• **Task objective**: Return, word for word, the passage of the text on the Guosa language from "Of course, every" up to and including "13 other languages.".

• **Extracted text**:
++++++
Imagine the Tower of Babel that Nigeria is-more than 500 ethnic groups, all speaking different tongues. Now imagine a single language across Nigeria. Of course,…

Imagine the Tower of Babel that Nigeria is-more than 500 ethnic groups, all speaking different tongues. Now imagine a single language across Nigeria.
Of course, every ethnic group speaks retains its own language, but still communicates with others-and not in colonial language of English.
This is the position that Guosa aspires to fill.
“It is the only language that can bring us together,” says Alex Igbineweka, who developed Guosa and has been single-handedly pushing its spread.
“When Guosa is in place, you don’t necessarily think of where the president comes from, whether Hausa or Igbo, because we all speak one common language that revolves around every other ethnic group It eradicates tribalism and a whole bunch of stuff that goes with language that are negative.”
As British rule ended, Nigeria was in search of a common language. English filled the gap, but the country adopted Hausa, Igbo, Yoruba, and approved public communication in 13 other languages.
Guosa started life shortly after the end of colonisation-in the head of a 13-year-old Igbineweka. By 1962, he lived with his uncle, the Oba of Benin, a top civil servant in Enugu then. His mother tongue was Edo, but he couldn’t speak it without interjecting Igbo words. It would have been natural to interject English words into Edo.
“It was intriguing, and people made jest of me,” Igbineweka remembers. “But I was building words.”
The family moved to Lagos as the Civil War came, and Igbineweka added Yoruba. It moved to Kaduna and he added Hausa.
In one incident in a Lagos market, he told traders blocking his way, “Kuro na uzo kam ko’ oja”-a mix of Igbo and Yoruba that means “Leave the way, let me pass”.
The women sassed him right back in a mix of Igbo and Yoruba. Igbo speakers who heard him presumed him to be Yoruba, and the Yoruba speakers presumed him to be Igbo.
Thinking in more than one language wasn’t always easy. The young man could never know in what language he would speak.
“My brain was always fighting,” he says. “One part says think before you speak, the other says don’t speak that language. I couldn’t help it. I spoke it to my family and everywhere.”
Igbineweka named Guosa after his middle name “Ekhaguosa”-Bini for “vengeance is mine, says the Lord”. (Think self-named inventors Newton, Paschal, Einstein).
Igbineweka started actively developing Guosa into a full-fledged language. The rule was simple. Concrete nouns came from Hausa or any other language in the north. Non concrete nouns came from Igbo, Yoruba or any other Nigerian language but the word had to come from the top of the alphabet list.
“Please, give me water” became “Biko funmi ni ruwa”-biko from Igbo because it came before Yoruba’s “ejoo”, funmi ni from Yoruba, and ruwa from Hausa.
Up to 120 other languages have followed that rule to merge into Guosa, alongside syntax, concord and grammar. A 1982 Daily Times article praised the possibility of “unity through national language.”
“It promotes unity, identity, commerce, industrial revolution,” says Igbineweka. “Language is one instrument of unity. It is a vehicle of communication, culture. It is a whole world.”
The first volume of Guosa dictionary had more than 30,000 headwords. The education ministry pointed the Guosa language project toward universities’ departments of linguistics and Nigerian languages. In response, they only sniffed.
++++++
• **Recorded information**:
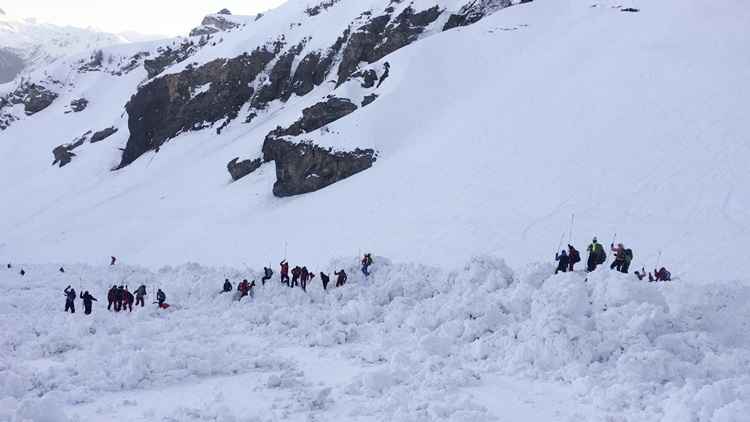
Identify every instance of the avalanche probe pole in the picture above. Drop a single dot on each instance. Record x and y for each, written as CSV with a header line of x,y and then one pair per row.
++++++
• **Final answer**:
Of course, every ethnic group speaks retains its own language, but still communicates with others-and not in colonial language of English.
This is the position that Guosa aspires to fill.
“It is the only language that can bring us together,” says Alex Igbineweka, who developed Guosa and has been single-handedly pushing its spread.
“When Guosa is in place, you don’t necessarily think of where the president comes from, whether Hausa or Igbo, because we all speak one common language that revolves around every other ethnic group It eradicates tribalism and a whole bunch of stuff that goes with language that are negative.”
As British rule ended, Nigeria was in search of a common language. English filled the gap, but the country adopted Hausa, Igbo, Yoruba, and approved public communication in 13 other languages.